AUSGEWÄHLTER AUSZUG |
Die Bibel macht uns so oft Mut





Manchmal stöbere ich in der Bibel.
Ich schlage sie irgendwo auf, blättere, lese, wo ich da zufällig gelandet bin
und lese mich oft an einer Stelle fest.

Mit anderen Büchern kann man das nicht machen.
Romane wollen vom Anfang gelesen werden,
sonst kommt man nicht in die Geschichte rein.

Bei der Bibel ist man fast immer gleich drin, und immer stösst man auf etwas
Erstaunliches, Wunderbares oder Ergreifendes.

Beim Stöbern stelle ich zum Beispiel fest, wie häufig es in der Bibel heisst:

"Fürchte dich nicht!"

Jedes Mal ist es Gott, der so spricht, oder ein Engel
oder Jesus Christus, und offenbar können sie es uns nicht oft genug sagen:

"Fürchte dich nicht!"

Aus der Sicht Gottes scheinen wir ziemlich schreckhafte, ängstliche Wesen zu sein.
Maria ist fassungslos, als der Engel ihr die Botschaft von ihrer Schwangerschaft
überbringt - "Fürchte dich nicht!", sagt der Engel.

Die Hirten von Bethlehem sind zu Tode erschrocken,
als sich der Nachthimmel über ihnen öffnet und die Herrlichkeit
Gottes sichtbar wird - "Fürchtet euch nicht!", sagt der Engel.

Und der Prophet Ezechiel ... aber dafür muss ich etwas weiter ausholen.

Gott will nämlich, dass Ezechiel seinen Mitmenschen unangenehme Dinge sagt wie:
"Hört endlich auf, euch so zu verhalten, dass spätere Generationen darunter leiden
müssen ...".

So etwas hört man bis heute nicht gern, und man sieht förmlich, wie
Ezechiel bleich wird. Da sagt Gott: "Fürchte dich nicht vor ihnen und vor ihren Worten.
Fürchte dich nicht, auch wenn sie so widerspenstig wie Dornengestrüpp sind und du glaubst,
auf Skorpionen zu sitzen. Vor ihren Worten fürchte dich nicht, und vor ihren Gesichtern
hab keine Angst!"

AUFGABEN ZUM TEXT |
[1] Nenne die Worte, die der Engel im Auszug über die Bibel zu den Hirten von Bethlehem spricht.
[2] Setze den Auszug über die Bibel im Anschluss an seinen letzten Satz fort.

Bildbezogene Zeigedaten |
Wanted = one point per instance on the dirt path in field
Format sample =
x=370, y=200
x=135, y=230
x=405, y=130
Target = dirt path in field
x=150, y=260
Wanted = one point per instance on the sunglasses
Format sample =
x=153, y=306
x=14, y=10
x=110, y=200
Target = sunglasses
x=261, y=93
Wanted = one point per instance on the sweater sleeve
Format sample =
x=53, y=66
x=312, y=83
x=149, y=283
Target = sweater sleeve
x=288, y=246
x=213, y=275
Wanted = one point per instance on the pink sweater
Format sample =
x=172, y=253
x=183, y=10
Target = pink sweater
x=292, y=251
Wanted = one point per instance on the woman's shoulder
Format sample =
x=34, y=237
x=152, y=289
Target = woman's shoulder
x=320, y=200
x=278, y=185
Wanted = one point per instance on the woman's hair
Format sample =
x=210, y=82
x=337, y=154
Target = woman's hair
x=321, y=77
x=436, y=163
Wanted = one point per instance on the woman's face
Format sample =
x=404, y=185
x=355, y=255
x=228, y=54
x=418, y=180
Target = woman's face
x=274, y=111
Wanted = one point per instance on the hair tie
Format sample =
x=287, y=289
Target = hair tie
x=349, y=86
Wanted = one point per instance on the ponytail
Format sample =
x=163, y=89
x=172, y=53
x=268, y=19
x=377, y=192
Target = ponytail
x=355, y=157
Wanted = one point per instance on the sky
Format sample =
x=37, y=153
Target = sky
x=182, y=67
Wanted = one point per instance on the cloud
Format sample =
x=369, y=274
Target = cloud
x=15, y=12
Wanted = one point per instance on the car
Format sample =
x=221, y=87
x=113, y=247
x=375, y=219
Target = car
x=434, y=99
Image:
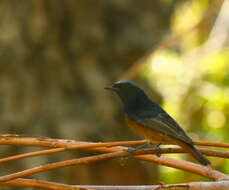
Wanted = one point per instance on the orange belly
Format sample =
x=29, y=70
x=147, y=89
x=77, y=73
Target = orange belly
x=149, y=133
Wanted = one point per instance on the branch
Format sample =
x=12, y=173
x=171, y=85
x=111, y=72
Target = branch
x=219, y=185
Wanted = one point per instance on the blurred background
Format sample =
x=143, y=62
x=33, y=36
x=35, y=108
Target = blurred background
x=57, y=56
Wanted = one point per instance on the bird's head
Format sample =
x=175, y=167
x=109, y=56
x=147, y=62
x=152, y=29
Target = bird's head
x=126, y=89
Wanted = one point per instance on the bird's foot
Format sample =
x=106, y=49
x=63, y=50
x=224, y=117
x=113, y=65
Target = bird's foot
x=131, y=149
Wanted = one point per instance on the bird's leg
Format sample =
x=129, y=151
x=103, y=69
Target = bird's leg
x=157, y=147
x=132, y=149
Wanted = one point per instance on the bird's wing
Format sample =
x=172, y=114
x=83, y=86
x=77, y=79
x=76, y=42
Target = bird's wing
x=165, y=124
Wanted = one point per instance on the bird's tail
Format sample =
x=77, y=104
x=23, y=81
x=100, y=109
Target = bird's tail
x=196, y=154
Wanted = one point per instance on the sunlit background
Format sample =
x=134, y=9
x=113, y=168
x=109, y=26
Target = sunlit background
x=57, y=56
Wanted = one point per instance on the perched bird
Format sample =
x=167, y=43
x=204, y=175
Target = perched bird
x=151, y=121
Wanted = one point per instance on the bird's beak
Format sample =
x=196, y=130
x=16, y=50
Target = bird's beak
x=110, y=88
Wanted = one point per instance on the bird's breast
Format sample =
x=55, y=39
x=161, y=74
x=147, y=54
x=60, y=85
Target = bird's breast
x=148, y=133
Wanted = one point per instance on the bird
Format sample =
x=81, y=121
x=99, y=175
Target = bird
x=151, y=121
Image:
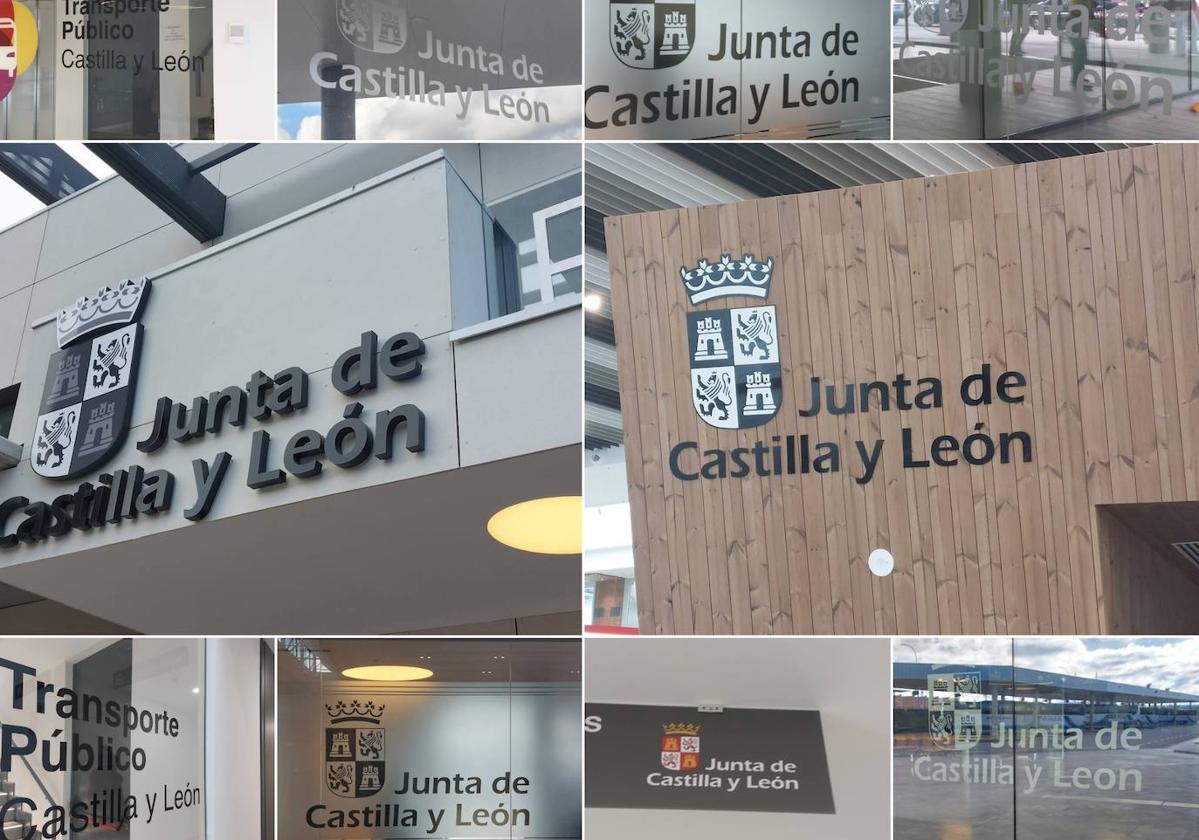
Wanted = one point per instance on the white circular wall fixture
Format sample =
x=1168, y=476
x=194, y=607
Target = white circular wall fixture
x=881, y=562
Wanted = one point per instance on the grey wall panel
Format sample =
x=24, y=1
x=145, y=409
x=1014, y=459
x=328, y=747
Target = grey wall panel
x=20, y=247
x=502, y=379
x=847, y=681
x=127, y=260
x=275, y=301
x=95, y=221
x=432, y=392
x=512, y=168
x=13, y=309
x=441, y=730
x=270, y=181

LÖSUNGEN |
[1] „Fürchtet euch nicht!“

[2]
Grossartig. In der Bibel wird nie drum herum geredet.

Ezechiel weiss jetzt, dass ihn jede Menge Ärger erwartet.
Aber nachdem Gott ihm so gut zugeredet hat, traut er sich die Sache zu.

"Fürchte dich nicht!" -
mit diesem Satz im Ohr tritt Ezechiel vor die Leute
und wird zu einer der ganz starken Figuren unter den Propheten Israels.

Allein für solche Sätze lohnt es sich,
ab und zu in der Bibel zu stöbern.
Finde ich.

Gott segne Sie.
Abtprimas Notker Wolf




Kann uralte Sehnsucht den Glauben ersetzen?

Auf einer belebten Strasse drückte mir jemand ein Kärtchen in die Hand.
Ich las: "Meditieren mit Delphinen, Einhörnern und Engeln".
Offenbar warb da eine Therapeutin für sich, und ich gestehe:
Im ersten Augenblick musste ich lachen.
Wass für ein Unsinn, dachte ich kopfschüttelnd.
Delphine, Einhörner, Engel - geht es noch schräger?

Nach längerem Nachdenken aber schien mir, als würde ich aus der Sache klug.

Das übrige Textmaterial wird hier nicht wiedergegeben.